**Task to complete**
All of the listing below must be repeated word for word. Pictures are the only thing to omit.

**Supplied records**
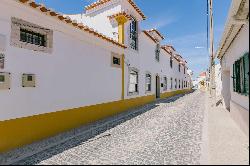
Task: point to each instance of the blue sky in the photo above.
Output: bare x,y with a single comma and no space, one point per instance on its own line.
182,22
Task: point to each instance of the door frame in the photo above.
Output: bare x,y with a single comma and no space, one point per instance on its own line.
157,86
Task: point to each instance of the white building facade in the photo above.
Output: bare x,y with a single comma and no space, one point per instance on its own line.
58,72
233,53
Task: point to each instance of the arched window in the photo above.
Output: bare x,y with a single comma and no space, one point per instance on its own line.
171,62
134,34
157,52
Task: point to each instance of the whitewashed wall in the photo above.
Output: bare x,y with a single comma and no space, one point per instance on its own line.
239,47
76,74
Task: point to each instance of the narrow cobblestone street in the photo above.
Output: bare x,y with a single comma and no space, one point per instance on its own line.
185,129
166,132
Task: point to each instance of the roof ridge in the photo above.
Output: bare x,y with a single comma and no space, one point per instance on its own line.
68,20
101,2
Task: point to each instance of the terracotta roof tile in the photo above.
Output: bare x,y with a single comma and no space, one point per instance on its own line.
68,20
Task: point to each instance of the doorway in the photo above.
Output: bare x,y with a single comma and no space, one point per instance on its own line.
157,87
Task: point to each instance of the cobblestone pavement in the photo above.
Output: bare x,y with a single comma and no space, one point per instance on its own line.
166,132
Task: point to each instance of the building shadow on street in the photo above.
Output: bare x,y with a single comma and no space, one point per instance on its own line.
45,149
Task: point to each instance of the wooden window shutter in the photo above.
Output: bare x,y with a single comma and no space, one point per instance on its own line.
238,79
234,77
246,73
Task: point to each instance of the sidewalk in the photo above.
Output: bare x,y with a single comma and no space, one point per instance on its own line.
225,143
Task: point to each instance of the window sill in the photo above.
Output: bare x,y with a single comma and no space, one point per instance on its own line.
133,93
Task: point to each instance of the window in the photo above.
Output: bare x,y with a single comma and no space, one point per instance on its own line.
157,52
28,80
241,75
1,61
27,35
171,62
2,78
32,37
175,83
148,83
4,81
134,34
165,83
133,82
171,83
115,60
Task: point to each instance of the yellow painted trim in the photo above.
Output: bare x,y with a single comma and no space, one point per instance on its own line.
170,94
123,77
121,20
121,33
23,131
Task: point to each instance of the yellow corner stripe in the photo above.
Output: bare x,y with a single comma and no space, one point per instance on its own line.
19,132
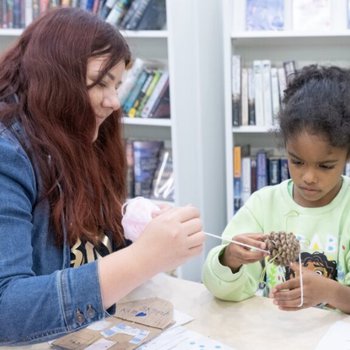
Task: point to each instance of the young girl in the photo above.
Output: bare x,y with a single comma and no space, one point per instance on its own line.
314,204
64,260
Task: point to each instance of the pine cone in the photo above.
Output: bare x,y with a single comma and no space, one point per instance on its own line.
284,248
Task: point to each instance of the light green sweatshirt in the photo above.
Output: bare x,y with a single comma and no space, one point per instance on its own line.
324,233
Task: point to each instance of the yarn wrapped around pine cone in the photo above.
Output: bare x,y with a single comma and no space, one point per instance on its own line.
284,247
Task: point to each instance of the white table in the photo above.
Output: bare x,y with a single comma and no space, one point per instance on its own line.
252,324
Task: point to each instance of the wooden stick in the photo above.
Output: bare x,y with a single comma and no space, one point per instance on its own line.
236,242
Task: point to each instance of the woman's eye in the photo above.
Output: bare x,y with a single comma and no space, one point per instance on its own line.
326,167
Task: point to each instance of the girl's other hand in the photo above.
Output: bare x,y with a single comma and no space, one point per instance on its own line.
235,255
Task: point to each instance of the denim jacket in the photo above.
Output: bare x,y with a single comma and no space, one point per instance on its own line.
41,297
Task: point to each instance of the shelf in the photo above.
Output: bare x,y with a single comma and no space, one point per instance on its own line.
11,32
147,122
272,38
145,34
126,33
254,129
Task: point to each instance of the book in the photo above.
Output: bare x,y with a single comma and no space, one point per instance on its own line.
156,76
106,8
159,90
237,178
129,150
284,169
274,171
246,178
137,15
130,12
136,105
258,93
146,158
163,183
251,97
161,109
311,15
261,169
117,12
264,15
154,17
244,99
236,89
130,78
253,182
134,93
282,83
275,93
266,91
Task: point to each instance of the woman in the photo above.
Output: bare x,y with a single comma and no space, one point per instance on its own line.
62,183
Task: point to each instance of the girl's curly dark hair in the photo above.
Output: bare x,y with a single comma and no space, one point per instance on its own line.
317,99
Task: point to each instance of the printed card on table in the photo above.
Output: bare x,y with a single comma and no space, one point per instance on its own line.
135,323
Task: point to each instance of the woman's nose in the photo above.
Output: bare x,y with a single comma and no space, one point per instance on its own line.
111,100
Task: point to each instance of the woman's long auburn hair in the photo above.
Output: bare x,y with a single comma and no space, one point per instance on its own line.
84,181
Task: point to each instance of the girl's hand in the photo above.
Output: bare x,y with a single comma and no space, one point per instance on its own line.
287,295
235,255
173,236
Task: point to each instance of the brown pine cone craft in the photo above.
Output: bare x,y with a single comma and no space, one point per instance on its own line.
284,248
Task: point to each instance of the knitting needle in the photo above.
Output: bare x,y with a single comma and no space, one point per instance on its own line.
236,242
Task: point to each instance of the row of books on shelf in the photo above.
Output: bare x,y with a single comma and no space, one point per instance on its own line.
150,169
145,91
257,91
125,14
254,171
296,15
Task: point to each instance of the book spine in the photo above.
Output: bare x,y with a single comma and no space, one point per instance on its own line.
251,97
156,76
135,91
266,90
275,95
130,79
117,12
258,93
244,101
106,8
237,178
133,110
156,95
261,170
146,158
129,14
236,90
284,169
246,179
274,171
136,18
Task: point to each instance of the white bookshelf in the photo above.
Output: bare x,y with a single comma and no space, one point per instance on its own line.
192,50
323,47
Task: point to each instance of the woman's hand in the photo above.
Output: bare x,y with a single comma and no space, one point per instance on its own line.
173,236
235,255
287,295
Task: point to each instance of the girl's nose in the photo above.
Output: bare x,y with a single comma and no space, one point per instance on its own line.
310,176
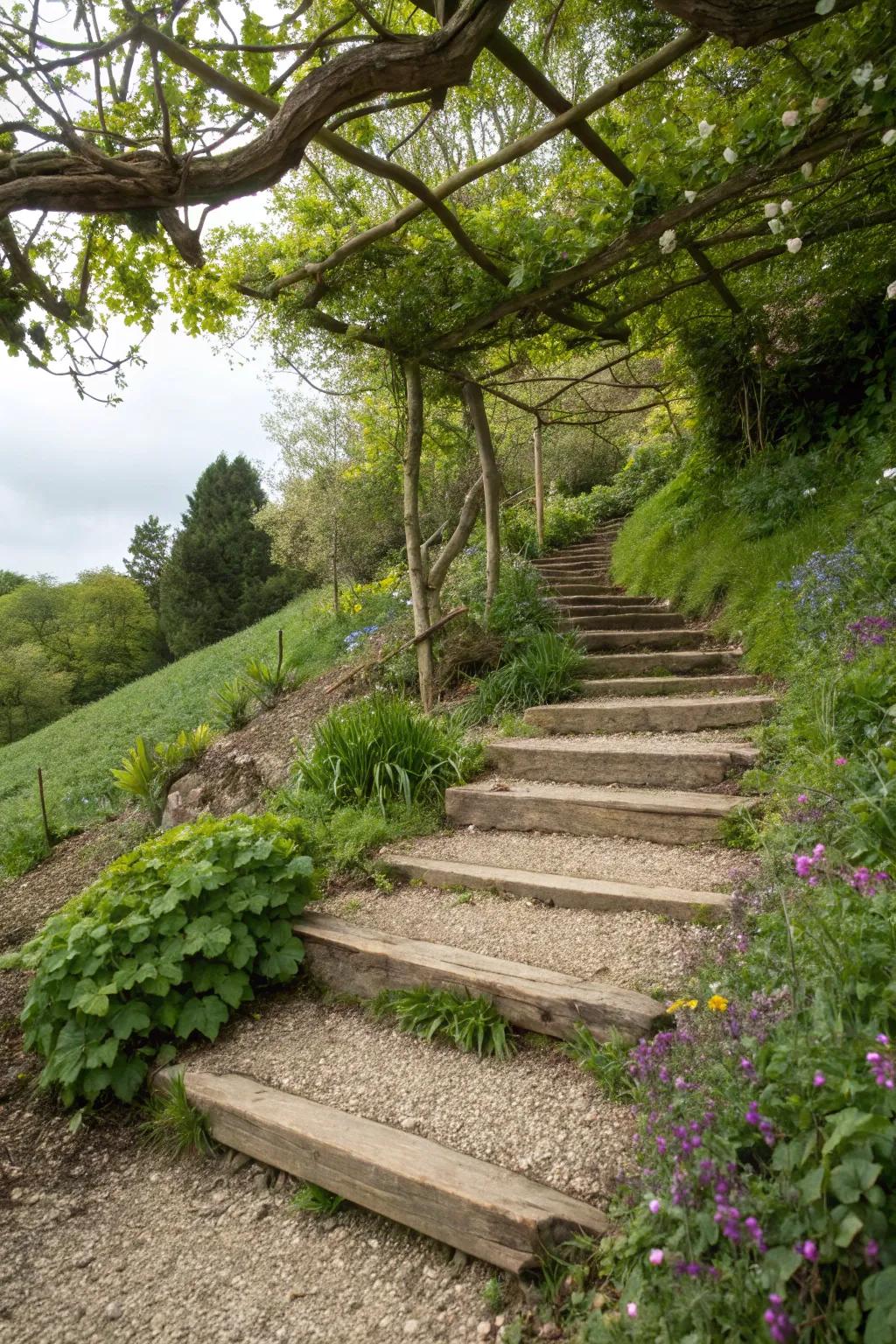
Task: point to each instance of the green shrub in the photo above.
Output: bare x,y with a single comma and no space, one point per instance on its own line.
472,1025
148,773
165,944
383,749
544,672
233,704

**Answer for the task**
Task: point to each instance of the blue sky in the photo above.
Output: bare x,y with a single comma and no space, one point per instance on its own line.
182,22
Task: point to each instance of the door frame in the photo above.
Output: bare x,y with a single comma and no space, one point per instance on its own line.
157,86
Task: point to each instance of the white building facade in the photo above.
Output: bare x,y with a single comma and no space, one point per instance on its own line.
58,72
233,53
Task: point to each instance of the arched window in the photo above.
Output: bare x,y with a single comma and no space, one point per instance on its own line.
171,62
134,34
157,52
Task: point to each instance of the whitewashed wall in the photo above.
Output: bare x,y with a single comma and no space, one point per instance on its own line.
239,47
76,74
Task: point to each instance of the narrow cobblestone street in the photo above.
Output: bare x,y with a single comma and no space, one point per instance on its own line.
185,129
166,132
Task: point to each instance of the roof ridge in the photo above.
Output: bare x,y with a single comma and no space, one point per instance on its own line.
68,20
101,2
Task: point to each instance of the terracotta roof tile in the photo above.
Output: bare x,y with a single comma and no space, one point per instance on its own line.
68,20
Task: point to each instance of the doorway in the photo above.
Output: bare x,y with a single comma and no space, one point per instance on its own line.
157,87
Task: point to each instance of the cobblestone pavement in the photo above.
Output: bare x,y with a single comma and no space, one point per instance on its own line.
166,132
Task: point to each instance of the building shadow on street in the photo above.
Output: bare x,y with a single comma and no space, one point per instance on its own line.
45,149
Task: point to each instance of the wooden window shutter in the photo above.
Output: bare x,y with a single comma and no space, one point per instance on its own line.
238,79
234,77
246,73
Task: point to each instance of the sidewalk in the photo above.
Output: bare x,y with a single comma and no space, one point per instance on its own line.
225,143
Task: point to each instance of the window sill in the photo above.
Output: bare x,y with a single comma and no space, one point per instance on its own line.
133,93
Task: point to each instance of the window in the photo above.
Output: bare x,y with a single comma and no space, one point per instance on its own line.
157,52
28,80
241,75
1,61
27,35
171,62
2,78
32,37
175,83
148,83
4,81
134,34
165,83
133,82
171,83
115,60
Task: point to each instance of the yellow painted trim in the photo above.
Output: bare x,y with a single comma and no space, one point per instance on its own line.
170,94
123,77
121,20
121,33
23,131
Task: point to each instance of the yellow corner stripe in the photo above.
Output: bare x,y with a single comma and no space, one point per instance on its own line.
19,132
Task: point to each instance of the young girl in the photo above.
Output: bare x,y with a single comma and no space, one point per instance on its own line.
314,204
64,260
Task: point to each instance of the pine cone in the photo above.
Output: bare x,y with a single comma and no space, one point per instance on its own line.
284,248
Task: point to each instance of the light green sweatshirt in the photo above.
Output: bare x,y with a single comma and no space, one point per instance on its own line.
324,233
Task: point to each instance of the yarn wrapped around pine cone in the photo above.
Output: bare x,y with a single comma and no space, one point per instance on its own line.
284,247
Task: point to each instance of the white table in the photo above.
Output: bare x,y with a single comma and no space, one point per instance on its own line.
252,324
Task: point to each instance of the wooden stick in the photo above.
Output: bare x,y with a single comma and no space, one point per instance on its own line.
236,242
Task: point to each instance of the woman's eye in the photo above.
Output: bare x,y with a single comma and no space, one point per instance on its own line.
326,167
Task: point to each instance of the girl's other hand in the photo above.
Output: bare x,y with a single comma and no space, one point per instance on its own line.
235,255
Task: point to each instance of the denim jacket in the photo above.
Output: bare x,y with a single comma and no space, one point per instance on its own line.
41,297
Task: point to each instance of the shelf in the photo above.
Output: bare x,y with a single comma and no space, one point per instance on its own line.
11,32
147,122
272,38
145,34
126,33
254,129
Task: point to each instance of the book in the photo above.
Output: bare x,y with a single comma and no space, one point per instance on its own line.
156,76
106,8
159,90
237,178
129,150
284,169
274,171
246,178
137,15
130,12
136,105
258,93
146,158
163,183
251,97
161,109
311,15
261,169
117,12
264,15
154,17
244,99
236,89
130,78
253,182
134,93
282,83
275,93
266,91
Task: point to each instance of the woman in the photo above.
Output: bare x,y with a single comma and no space, one point per instance on its own line.
62,183
Task: point to each instance of the girl's curly dark hair in the photo above.
Output: bare x,y with a single comma and no space, one point per instance on its own line.
317,99
Task: point to each instance of the printed card on table in the photo above.
Output: bare x,y with a single comma and no space, one point per instance on its own line.
135,323
Task: point to each instance of the woman's nose in the photo above.
Output: bare x,y with a single comma and no space, one point per instance on its own line.
111,100
Task: point to each instance of the woman's long auburn hair in the photo above.
Output: bare x,y with a single comma and no space, one point per instance on its own line.
84,181
Task: point to each instance of the girl's hand in the photo above.
Output: bare x,y with a single comma and no space, one point per instance on its own line.
287,295
235,255
173,236
Task: point to each instance of the brown pine cone craft in the photo above.
Output: bare x,y with a single comma and no space, one point per instance on its own line.
284,248
Task: point to each instance of the knitting needle in the photo above.
Output: bare x,y with a single comma and no space, one point per instance on its own line.
236,242
Task: point to each instance of the row of books on shelf in the photo above.
Output: bare x,y with a single comma and no space, one point per instance on its own line.
150,169
145,91
257,91
125,14
254,171
296,15
Task: point to each instance of the book spine in the photo above.
Output: bare x,y with a single comma and no space, one point per instance on its own line.
251,97
156,76
135,91
266,90
275,95
130,79
117,12
258,93
244,101
106,8
237,178
133,110
156,95
261,170
146,158
129,14
236,90
284,169
246,179
274,171
136,18
Task: point to each instance of the white bookshelf in the photo above.
Output: bare x,y with a single comma and no space, one point per instance on its own line.
192,50
323,47
Task: point to each instance of the woman's hand in the photo above.
Output: bare x,y with a single comma and no space, one point per instance on its own line.
173,236
235,255
287,295
Task: point to each instance of the girl's nose in the photo above.
Output: bare x,y with a single comma and no space, one point per instance on its own line.
310,176
Task: point to each instance of the green shrub in the photo above.
Output: bare x,y with a single comma and no space, one point per instance on its own line.
472,1025
148,773
165,944
383,749
544,672
233,704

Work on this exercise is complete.